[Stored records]
+===+

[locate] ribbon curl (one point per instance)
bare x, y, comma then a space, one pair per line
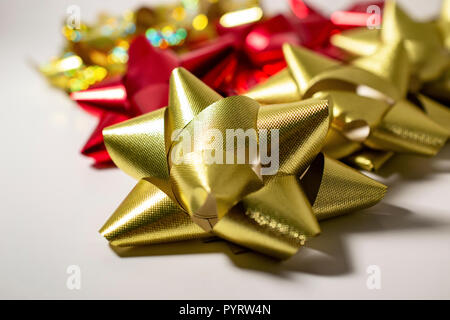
373, 115
191, 199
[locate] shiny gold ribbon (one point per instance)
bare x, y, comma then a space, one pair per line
427, 43
191, 199
372, 117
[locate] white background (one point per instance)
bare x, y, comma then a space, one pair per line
52, 203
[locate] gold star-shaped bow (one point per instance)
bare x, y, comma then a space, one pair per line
195, 198
367, 127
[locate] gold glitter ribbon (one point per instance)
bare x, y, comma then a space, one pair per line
191, 199
373, 115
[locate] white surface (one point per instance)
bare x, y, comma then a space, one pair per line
53, 203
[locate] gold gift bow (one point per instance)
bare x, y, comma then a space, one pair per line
269, 214
364, 131
427, 45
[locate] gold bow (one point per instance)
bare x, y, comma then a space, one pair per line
367, 127
194, 198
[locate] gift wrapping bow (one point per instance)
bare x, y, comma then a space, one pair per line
180, 200
373, 116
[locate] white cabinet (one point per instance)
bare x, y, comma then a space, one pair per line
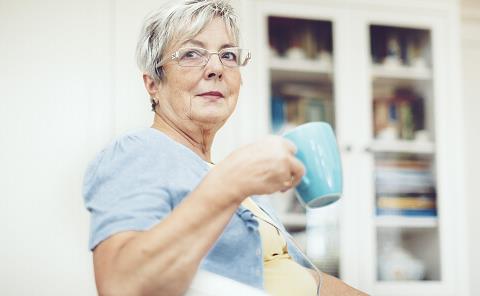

+===+

* [AIM OF THE EXERCISE]:
The copy should begin at the line containing "[locate] white cabinet" and end at the last line of the data above; please restate those lines word for word without the pictures.

* [ANSWER SECTION]:
[locate] white cabinet (one point per instance)
bare x, y, comma then a space, one pair per line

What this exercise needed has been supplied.